(Collected data)
┄┄┄┄┄┄┄┄┄┄┄┄┄┄┄┄┄┄┄┄
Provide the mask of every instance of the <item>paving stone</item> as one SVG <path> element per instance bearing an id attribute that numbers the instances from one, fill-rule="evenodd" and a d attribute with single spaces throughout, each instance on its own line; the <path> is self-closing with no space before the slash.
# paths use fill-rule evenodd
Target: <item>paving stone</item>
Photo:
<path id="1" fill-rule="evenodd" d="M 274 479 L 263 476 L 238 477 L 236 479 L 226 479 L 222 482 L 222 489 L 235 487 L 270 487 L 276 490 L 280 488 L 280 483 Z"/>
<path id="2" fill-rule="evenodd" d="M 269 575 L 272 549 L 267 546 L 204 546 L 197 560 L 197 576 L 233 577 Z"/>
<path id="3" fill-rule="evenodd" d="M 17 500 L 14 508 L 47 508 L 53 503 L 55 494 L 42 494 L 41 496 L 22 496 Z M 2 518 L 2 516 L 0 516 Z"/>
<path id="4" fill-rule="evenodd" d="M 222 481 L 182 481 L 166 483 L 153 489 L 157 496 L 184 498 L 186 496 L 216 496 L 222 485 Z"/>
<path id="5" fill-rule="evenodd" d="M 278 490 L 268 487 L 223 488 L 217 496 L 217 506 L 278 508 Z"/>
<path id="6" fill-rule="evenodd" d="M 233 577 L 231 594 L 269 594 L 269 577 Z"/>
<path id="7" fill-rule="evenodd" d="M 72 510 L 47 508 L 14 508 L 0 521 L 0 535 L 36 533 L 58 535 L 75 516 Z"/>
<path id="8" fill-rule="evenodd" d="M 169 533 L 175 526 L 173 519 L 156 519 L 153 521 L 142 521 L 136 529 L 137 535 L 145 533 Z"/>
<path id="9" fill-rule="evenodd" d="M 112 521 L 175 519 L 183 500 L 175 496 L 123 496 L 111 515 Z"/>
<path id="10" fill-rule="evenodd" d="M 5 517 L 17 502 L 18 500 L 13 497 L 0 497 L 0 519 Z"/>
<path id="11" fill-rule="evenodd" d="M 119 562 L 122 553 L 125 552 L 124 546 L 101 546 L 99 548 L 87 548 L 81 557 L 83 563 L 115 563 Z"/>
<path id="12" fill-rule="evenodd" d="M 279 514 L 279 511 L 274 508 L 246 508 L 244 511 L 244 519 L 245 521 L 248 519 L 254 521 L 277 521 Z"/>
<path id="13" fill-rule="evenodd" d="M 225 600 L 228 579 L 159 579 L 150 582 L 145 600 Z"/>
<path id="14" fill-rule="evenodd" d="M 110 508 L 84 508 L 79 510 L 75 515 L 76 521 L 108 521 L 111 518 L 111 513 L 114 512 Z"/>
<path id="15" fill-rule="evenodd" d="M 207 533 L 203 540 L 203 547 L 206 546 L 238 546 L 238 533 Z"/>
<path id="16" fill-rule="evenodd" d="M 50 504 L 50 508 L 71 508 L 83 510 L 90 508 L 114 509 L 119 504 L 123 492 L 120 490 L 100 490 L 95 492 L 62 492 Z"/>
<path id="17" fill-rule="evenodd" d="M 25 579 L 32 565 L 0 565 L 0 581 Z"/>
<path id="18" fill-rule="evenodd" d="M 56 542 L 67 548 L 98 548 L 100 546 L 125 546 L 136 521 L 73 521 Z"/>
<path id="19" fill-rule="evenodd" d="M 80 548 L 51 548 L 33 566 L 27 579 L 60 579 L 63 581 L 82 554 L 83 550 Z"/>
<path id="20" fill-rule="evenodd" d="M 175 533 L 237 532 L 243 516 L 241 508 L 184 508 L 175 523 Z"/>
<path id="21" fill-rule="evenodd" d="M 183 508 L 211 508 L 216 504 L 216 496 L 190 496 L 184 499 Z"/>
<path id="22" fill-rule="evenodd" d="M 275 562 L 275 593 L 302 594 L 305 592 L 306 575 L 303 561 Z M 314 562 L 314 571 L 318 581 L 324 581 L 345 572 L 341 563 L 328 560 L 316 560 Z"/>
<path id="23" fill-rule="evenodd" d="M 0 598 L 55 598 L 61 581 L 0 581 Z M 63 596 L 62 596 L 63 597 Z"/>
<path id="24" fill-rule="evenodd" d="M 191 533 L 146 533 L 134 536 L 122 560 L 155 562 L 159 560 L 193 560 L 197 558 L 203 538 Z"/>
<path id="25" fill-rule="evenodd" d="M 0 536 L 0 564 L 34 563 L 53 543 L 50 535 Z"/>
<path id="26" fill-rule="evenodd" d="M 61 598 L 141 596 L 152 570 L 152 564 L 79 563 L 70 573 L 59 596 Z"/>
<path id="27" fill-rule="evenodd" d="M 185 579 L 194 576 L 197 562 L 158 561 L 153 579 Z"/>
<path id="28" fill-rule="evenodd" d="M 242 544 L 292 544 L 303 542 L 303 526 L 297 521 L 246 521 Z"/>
┄┄┄┄┄┄┄┄┄┄┄┄┄┄┄┄┄┄┄┄
- **Requirement**
Both end lines included, restate word for word the lines above from the line with "# paths use fill-rule evenodd" to the line with "Target: <item>paving stone</item>", and nothing else.

- **Your solution**
# paths use fill-rule evenodd
Target: <item>paving stone</item>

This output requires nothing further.